→ **Consigne A**: Relevez toutes les dates données avec un jour et un mois dans l'extrait sur la répression policière.
→ **Consigne B**: Rédigez la suite de l'extrait sur la répression policière à partir de sa dernière phrase.

→ **Extrait de page**:
Depuis novembre dernier et la proclamation de l’état d’urgence, l’État de la régression sociale et de la matraque a brutalement accéléré sa décomposition. Sa soumission à un capital piaffant d’impatience de pouvoir exploiter et jeter n’importe qui, quand et comme ça lui chante, est radicalement décomplexée. Le nombre de celles et ceux qui, se battant sans courber l’échine pour leur dignité, leur avenir, ou tout simplement leur quotidien, peuvent être traînés devant les tribunaux, traités comme des terroristes et, à l’image des Goodyear, condamnés à de la prison ferme, ne cesse de croître. Au même rythme ont progressé les violences policières les plus méthodiques.

La jeunesse étudiante et lycéenne en fait les frais depuis plusieurs semaines, à un niveau de répression proprement insoutenable. Les 300 et quelques arrestations lors de la manifestation du 29 novembre à Place de la République, à Paris, contre la COP21 étaient bien un avant-goût. Depuis le 17 mars et l’expulsion violente d’un groupe d’étudiant-e-s de l’université de Tolbiac, chaque journée de mobilisation des jeunes occasionne un crescendo dans les gazages, les matraquages et les interpellations. Quelle honteuse hypocrisie quand Bernard Cazeneuve se dit «choqué» de la violence par laquelle un jeune de 15 ans, du lycée Bergson à Paris, avait été le 24 mars tabassé par trois policiers surarmés.

→ **Données sources**:
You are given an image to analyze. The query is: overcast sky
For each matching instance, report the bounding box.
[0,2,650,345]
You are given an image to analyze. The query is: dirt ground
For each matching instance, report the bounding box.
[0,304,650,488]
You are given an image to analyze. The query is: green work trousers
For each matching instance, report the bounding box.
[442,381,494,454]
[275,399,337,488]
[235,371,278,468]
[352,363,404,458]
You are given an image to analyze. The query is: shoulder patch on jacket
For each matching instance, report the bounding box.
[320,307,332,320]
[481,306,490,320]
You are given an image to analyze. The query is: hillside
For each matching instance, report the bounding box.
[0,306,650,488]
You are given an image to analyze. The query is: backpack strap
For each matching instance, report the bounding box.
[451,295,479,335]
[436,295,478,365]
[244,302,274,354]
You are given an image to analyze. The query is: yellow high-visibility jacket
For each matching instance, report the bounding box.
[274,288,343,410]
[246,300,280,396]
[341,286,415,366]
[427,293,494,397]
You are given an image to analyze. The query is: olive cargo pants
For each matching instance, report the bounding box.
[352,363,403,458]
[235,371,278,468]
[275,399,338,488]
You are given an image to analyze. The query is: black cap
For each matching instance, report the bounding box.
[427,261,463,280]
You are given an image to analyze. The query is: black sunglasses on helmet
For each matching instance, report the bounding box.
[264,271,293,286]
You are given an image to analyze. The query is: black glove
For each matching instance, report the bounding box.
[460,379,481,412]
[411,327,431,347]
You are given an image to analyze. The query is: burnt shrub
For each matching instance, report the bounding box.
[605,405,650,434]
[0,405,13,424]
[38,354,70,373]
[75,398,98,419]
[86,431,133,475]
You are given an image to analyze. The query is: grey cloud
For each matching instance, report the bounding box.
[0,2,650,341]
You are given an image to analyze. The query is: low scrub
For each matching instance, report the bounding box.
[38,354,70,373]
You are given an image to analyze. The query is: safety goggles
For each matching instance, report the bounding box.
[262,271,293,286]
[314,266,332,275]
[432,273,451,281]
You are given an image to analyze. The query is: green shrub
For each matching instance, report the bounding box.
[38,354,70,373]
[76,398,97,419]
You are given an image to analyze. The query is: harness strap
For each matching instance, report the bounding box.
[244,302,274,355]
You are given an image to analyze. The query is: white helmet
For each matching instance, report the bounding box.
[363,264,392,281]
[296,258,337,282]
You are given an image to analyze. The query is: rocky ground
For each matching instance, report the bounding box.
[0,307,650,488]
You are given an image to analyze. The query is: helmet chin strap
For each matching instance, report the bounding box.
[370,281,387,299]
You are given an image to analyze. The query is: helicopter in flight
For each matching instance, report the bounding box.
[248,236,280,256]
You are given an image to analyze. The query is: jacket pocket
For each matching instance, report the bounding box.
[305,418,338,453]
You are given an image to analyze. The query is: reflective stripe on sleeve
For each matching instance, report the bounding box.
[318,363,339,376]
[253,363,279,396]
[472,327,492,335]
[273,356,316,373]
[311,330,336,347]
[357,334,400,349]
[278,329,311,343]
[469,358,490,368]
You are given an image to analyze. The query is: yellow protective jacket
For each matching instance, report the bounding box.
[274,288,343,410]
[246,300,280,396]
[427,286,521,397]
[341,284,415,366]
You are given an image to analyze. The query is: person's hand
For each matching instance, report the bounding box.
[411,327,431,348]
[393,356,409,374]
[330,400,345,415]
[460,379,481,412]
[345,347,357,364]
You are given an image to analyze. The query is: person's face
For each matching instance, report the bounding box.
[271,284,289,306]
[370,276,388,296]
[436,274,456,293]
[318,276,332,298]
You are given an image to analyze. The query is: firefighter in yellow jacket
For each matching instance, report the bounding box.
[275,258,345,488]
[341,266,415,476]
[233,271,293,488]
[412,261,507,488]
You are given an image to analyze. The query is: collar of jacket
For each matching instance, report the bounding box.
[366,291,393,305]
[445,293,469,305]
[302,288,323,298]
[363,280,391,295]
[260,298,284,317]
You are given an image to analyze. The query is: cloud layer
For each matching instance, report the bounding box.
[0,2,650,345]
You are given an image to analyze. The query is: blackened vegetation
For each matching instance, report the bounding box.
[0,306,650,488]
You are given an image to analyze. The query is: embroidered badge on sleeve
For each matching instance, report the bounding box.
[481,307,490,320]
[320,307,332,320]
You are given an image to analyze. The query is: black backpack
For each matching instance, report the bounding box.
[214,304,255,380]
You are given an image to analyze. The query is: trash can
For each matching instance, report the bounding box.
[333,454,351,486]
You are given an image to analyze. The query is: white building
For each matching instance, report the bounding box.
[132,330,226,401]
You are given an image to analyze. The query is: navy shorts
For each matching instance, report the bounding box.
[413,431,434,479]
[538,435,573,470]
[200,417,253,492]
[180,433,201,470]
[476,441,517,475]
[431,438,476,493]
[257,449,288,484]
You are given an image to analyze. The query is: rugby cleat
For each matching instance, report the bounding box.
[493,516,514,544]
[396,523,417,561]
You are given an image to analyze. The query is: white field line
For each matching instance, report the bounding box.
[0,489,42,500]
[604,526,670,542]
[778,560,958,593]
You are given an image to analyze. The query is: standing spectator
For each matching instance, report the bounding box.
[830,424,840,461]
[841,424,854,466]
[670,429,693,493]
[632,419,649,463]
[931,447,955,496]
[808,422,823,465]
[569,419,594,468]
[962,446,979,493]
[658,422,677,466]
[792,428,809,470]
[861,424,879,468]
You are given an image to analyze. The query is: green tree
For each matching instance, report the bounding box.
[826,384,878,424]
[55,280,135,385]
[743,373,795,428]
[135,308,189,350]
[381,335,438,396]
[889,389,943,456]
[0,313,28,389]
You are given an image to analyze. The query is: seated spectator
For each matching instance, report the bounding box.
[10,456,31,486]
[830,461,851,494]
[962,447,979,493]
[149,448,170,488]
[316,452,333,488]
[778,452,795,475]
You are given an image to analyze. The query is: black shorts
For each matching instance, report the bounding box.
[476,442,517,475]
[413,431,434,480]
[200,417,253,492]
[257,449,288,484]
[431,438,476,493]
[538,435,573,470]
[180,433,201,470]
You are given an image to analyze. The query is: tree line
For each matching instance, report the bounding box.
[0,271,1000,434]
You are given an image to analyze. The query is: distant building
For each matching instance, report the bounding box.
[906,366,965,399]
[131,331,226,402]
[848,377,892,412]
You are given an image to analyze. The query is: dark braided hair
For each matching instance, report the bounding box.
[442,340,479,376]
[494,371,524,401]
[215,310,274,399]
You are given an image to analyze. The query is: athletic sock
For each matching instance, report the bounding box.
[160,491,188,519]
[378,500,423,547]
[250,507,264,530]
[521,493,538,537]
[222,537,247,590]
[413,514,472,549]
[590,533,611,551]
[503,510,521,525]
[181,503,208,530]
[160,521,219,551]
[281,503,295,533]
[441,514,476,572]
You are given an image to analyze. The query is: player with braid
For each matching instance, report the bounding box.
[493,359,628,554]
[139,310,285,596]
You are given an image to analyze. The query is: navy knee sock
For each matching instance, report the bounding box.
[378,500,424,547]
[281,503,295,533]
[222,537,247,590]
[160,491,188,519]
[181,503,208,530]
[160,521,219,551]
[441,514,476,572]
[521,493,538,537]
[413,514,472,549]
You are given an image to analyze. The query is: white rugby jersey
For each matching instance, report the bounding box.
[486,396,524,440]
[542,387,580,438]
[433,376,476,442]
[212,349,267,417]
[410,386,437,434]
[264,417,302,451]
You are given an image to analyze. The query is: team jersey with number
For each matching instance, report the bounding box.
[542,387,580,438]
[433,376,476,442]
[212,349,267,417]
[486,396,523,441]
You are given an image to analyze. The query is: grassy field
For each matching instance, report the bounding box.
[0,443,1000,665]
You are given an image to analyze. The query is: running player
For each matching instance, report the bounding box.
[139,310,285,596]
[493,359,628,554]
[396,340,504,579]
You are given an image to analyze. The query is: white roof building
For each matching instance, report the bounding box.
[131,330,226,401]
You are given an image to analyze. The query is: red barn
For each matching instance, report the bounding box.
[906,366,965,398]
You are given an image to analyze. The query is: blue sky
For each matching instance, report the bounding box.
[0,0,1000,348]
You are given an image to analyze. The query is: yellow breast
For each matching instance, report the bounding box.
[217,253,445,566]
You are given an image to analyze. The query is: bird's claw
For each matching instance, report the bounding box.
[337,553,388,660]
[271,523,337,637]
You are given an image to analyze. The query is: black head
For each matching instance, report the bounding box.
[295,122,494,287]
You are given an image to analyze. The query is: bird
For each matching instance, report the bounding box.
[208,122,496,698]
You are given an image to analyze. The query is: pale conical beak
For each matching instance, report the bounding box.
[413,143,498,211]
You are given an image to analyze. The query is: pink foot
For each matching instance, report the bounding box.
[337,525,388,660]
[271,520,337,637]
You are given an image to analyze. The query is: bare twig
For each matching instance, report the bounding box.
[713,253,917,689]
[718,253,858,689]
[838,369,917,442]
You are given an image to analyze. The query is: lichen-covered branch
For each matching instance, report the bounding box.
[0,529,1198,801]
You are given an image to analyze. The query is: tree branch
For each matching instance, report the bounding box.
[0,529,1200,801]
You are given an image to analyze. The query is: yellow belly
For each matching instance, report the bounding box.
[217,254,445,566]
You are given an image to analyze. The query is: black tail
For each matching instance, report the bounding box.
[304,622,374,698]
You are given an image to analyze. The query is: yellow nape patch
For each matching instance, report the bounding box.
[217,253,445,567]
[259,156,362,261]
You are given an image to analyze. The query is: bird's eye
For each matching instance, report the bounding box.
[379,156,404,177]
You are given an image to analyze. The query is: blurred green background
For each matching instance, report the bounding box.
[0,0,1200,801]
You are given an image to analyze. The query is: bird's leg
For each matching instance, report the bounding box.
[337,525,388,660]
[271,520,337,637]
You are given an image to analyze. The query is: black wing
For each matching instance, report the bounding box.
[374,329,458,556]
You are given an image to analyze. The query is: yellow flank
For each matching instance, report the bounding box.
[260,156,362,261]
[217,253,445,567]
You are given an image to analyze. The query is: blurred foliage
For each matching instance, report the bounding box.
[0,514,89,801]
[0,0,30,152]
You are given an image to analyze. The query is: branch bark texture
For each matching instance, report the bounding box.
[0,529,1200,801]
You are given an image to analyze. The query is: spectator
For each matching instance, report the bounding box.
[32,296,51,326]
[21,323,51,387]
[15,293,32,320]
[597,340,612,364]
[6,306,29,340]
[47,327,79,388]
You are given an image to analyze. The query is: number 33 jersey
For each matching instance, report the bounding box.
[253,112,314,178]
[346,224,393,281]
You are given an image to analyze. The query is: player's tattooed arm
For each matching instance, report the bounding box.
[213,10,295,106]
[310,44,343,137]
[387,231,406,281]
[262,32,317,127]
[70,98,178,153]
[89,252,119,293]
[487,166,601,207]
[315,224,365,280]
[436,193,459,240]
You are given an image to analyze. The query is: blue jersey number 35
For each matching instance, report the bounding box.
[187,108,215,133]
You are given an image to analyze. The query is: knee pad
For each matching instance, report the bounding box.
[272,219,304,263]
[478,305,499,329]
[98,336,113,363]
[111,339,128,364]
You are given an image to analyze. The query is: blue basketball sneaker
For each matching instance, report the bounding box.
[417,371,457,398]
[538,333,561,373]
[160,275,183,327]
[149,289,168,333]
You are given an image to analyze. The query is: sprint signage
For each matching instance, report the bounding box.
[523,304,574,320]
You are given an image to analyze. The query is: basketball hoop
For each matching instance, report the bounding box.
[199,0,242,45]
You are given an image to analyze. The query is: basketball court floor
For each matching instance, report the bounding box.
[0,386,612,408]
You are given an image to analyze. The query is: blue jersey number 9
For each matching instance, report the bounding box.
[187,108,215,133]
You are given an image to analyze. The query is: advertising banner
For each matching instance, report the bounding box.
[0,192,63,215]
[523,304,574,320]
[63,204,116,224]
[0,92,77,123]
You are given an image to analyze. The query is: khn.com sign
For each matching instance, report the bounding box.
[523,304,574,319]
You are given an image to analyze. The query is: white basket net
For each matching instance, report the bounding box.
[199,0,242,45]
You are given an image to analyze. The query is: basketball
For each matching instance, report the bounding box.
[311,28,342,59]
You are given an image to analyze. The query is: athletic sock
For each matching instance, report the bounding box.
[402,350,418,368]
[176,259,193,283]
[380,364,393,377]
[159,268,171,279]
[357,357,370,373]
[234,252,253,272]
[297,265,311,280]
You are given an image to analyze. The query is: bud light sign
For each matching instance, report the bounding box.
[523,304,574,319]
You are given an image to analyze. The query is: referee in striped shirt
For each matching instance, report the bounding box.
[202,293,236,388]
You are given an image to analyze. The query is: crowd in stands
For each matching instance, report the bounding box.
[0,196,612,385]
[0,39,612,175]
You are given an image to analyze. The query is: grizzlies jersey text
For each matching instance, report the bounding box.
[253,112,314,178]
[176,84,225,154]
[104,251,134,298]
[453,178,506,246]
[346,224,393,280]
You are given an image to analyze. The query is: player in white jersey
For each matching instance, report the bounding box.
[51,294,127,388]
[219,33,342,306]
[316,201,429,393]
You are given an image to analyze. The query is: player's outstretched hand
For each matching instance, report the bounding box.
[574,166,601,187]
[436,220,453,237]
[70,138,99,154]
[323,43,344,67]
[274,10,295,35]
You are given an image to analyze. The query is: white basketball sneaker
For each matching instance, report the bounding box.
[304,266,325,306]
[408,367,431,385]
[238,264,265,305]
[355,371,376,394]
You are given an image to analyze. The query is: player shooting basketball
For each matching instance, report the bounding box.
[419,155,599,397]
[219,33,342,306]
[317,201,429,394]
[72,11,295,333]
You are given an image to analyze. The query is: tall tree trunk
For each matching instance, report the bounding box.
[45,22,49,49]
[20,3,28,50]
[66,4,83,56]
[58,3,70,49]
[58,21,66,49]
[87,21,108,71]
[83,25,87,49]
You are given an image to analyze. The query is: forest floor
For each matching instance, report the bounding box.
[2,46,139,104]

→ **Zone de réponse A**: le 29 novembre ; le 17 mars ; le 24 mars

→ **Zone de réponse B**:
Une mécanique indigne


Le 5 avril, ce sont encore plus de 130 lycéen-ne-s, gazé-e-s et matraqué-e-s par des CRS et policiers en civil, qui ont été interpellé-e-s avant même d’arriver à la manifestation prévue à Bastille l’après-midi. Quant à ce 14 avril, le nombre de casques, de tonfas, de gazeuses et de boucliers destinés à enfermer le cortège parisien pourtant pacifique était tellement important, un drone couvrant carrément la zone, que des passants ont demandé si c’était… une manifestation de policiers. La liste est longue, et le procédé n’est pas seulement parisien. Nantes, Rennes, Lyon, Strasbourg, Montpellier, Rouen, Caen, Grenoble, Toulouse etc., l’ont également subi. Et, bien sûr, les grévistes de Mayotte.

Combien de crânes ouverts et autres blessures graves, d’hospitalisations comme de points de suture, de tirs de flashballs, d’insultes, de menaces, d’arrestations jusque devant les lycées, de gardes à vue et de procès, avant que nous ne cessions de tolérer cela ? Combien de Malik Oussekine, combien de Rémi Fraisse, finiront-ils par s’autoriser, combien d’Amine Bentounsi, de Zyed Benna, de Bouna Traoré et de violences policières quotidiennes dans les quartiers populaires surviendront encore, si nous ne mettons pas un terme à cette mécanique aussi sinistre qu’indigne ?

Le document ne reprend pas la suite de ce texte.